__Short exercise__
Print the lines of the material word for word, from the very start through the line that contains "427 216 L 457", including that line. Leave the pictures out of your answer.

A run of records
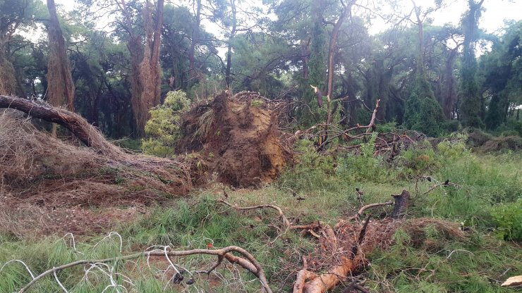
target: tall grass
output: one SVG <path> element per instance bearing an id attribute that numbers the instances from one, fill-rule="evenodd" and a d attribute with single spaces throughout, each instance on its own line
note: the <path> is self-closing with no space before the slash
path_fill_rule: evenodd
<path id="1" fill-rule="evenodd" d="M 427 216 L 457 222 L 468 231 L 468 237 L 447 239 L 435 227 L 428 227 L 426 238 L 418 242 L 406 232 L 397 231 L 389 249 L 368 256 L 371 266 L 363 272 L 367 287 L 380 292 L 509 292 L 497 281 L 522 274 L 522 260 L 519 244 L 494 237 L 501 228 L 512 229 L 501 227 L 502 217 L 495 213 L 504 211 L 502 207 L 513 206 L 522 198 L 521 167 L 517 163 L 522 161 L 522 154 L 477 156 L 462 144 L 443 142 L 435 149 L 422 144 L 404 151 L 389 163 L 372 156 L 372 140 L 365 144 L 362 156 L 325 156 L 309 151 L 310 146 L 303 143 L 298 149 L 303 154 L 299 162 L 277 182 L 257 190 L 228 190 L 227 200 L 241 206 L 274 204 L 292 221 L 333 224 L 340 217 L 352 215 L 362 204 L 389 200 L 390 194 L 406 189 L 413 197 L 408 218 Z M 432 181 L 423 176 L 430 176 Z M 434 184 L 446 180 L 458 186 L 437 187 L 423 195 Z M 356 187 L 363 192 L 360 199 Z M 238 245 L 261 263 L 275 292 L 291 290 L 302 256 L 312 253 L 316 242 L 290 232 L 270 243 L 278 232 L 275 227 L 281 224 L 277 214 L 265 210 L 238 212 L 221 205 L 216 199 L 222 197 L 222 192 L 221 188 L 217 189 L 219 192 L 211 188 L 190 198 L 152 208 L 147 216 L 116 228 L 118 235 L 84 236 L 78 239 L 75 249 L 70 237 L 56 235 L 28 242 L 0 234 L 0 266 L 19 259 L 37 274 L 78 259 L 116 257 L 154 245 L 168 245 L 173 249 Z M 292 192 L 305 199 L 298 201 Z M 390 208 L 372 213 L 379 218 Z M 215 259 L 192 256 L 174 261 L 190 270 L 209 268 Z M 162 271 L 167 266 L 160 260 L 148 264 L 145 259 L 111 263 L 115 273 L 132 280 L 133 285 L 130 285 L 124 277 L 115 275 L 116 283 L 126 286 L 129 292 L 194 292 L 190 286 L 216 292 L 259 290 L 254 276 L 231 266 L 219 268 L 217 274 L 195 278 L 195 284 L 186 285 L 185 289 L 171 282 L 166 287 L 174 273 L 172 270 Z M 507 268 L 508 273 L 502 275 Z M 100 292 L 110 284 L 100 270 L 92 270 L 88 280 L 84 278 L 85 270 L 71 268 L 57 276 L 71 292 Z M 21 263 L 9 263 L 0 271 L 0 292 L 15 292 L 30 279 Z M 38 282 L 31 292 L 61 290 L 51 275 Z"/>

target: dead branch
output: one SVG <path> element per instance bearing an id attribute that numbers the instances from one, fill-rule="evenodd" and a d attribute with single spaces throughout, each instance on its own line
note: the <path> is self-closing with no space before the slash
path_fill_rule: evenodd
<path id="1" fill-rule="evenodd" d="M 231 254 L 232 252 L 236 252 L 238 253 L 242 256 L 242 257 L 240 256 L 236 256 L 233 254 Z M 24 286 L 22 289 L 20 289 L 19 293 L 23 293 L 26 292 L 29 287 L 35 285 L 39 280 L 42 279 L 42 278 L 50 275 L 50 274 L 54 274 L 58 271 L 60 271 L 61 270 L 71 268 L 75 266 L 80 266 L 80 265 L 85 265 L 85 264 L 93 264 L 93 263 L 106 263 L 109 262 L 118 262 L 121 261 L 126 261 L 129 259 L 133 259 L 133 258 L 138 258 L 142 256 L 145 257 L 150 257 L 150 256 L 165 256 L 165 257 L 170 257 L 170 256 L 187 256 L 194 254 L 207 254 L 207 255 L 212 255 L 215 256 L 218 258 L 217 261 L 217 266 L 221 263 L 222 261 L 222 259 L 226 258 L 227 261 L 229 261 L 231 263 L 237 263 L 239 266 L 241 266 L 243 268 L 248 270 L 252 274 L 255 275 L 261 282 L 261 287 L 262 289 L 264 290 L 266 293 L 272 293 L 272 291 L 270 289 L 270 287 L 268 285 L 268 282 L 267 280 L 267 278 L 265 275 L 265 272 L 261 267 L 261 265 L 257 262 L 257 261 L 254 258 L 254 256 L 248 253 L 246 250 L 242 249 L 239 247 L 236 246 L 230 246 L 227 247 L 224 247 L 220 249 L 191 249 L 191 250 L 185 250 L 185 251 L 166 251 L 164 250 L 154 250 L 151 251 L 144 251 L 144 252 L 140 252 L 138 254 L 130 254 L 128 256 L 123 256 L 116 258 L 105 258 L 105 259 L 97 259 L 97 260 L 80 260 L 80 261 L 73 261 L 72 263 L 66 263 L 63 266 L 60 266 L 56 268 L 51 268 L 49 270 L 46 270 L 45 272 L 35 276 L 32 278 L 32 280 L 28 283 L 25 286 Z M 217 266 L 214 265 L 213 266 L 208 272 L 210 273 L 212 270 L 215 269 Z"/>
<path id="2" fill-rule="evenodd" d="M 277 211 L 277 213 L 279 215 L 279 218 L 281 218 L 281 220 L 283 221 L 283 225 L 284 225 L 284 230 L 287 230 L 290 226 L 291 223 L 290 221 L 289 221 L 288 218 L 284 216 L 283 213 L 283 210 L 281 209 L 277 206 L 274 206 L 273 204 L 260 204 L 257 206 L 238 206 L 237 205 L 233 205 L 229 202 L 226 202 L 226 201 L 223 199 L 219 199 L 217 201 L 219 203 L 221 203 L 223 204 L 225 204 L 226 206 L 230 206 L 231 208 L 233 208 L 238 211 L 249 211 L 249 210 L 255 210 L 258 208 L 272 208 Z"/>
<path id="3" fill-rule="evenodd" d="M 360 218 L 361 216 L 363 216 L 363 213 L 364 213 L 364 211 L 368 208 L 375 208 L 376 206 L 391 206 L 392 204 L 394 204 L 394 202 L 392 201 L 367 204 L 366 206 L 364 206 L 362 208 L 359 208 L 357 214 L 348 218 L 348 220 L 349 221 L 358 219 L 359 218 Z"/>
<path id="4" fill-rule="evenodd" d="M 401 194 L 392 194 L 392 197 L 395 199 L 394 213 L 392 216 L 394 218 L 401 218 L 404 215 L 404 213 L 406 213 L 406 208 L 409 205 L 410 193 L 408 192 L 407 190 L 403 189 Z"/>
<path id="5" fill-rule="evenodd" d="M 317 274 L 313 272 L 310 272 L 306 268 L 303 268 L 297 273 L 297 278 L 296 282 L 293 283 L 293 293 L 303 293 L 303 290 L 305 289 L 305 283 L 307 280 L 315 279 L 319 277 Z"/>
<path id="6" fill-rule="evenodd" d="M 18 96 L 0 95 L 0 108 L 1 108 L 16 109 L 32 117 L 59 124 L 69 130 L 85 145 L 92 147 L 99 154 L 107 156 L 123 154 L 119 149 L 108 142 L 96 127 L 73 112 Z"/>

__Result of this task__
target: tall grass
output: one SVG <path> element per instance bearing an id attribute that numbers the instances from one, fill-rule="evenodd" and a d attribute with single spaces throughout, each instance on its own line
note: the <path> is self-closing with no space before the slash
path_fill_rule: evenodd
<path id="1" fill-rule="evenodd" d="M 427 216 L 457 222 L 468 231 L 468 237 L 447 239 L 435 227 L 428 227 L 426 238 L 418 242 L 406 232 L 397 231 L 389 249 L 368 256 L 371 266 L 363 272 L 367 287 L 380 292 L 509 292 L 497 281 L 522 274 L 522 260 L 519 244 L 494 237 L 501 228 L 512 229 L 501 227 L 502 217 L 495 213 L 504 211 L 502 207 L 513 206 L 522 198 L 521 167 L 517 163 L 522 161 L 522 154 L 477 156 L 462 144 L 443 142 L 435 149 L 422 144 L 404 151 L 389 163 L 372 156 L 372 140 L 365 144 L 362 156 L 325 156 L 309 151 L 310 146 L 303 143 L 298 149 L 303 154 L 299 162 L 277 182 L 257 190 L 228 190 L 227 200 L 241 206 L 274 204 L 292 221 L 333 224 L 340 217 L 352 215 L 362 204 L 389 200 L 390 194 L 406 189 L 413 197 L 408 218 Z M 432 181 L 423 176 L 430 176 Z M 434 184 L 446 180 L 458 186 L 437 187 L 423 195 Z M 356 187 L 363 192 L 360 199 Z M 238 245 L 261 263 L 275 292 L 291 290 L 302 256 L 312 253 L 316 242 L 290 232 L 270 243 L 278 232 L 275 227 L 281 224 L 277 214 L 265 210 L 238 212 L 221 205 L 216 199 L 222 197 L 222 192 L 221 188 L 217 189 L 219 192 L 211 188 L 190 198 L 152 208 L 147 216 L 116 228 L 118 235 L 84 236 L 78 239 L 75 249 L 70 237 L 56 235 L 28 242 L 0 234 L 0 266 L 19 259 L 37 274 L 78 259 L 116 257 L 154 245 L 168 245 L 173 249 Z M 292 192 L 305 199 L 298 201 Z M 390 208 L 372 213 L 379 218 Z M 215 259 L 192 256 L 174 261 L 190 270 L 209 268 Z M 162 271 L 167 266 L 160 260 L 148 264 L 145 259 L 111 263 L 115 273 L 132 280 L 133 285 L 130 285 L 124 277 L 115 275 L 116 283 L 126 286 L 129 292 L 194 292 L 190 286 L 216 292 L 259 290 L 254 276 L 231 266 L 219 268 L 217 274 L 195 278 L 195 284 L 186 285 L 185 289 L 171 282 L 166 287 L 174 273 L 172 270 Z M 507 268 L 508 273 L 502 275 Z M 100 292 L 110 284 L 100 270 L 92 270 L 88 280 L 84 278 L 85 270 L 71 268 L 57 276 L 71 292 Z M 21 263 L 9 263 L 0 271 L 0 292 L 15 292 L 30 279 Z M 38 282 L 31 292 L 61 290 L 51 275 Z"/>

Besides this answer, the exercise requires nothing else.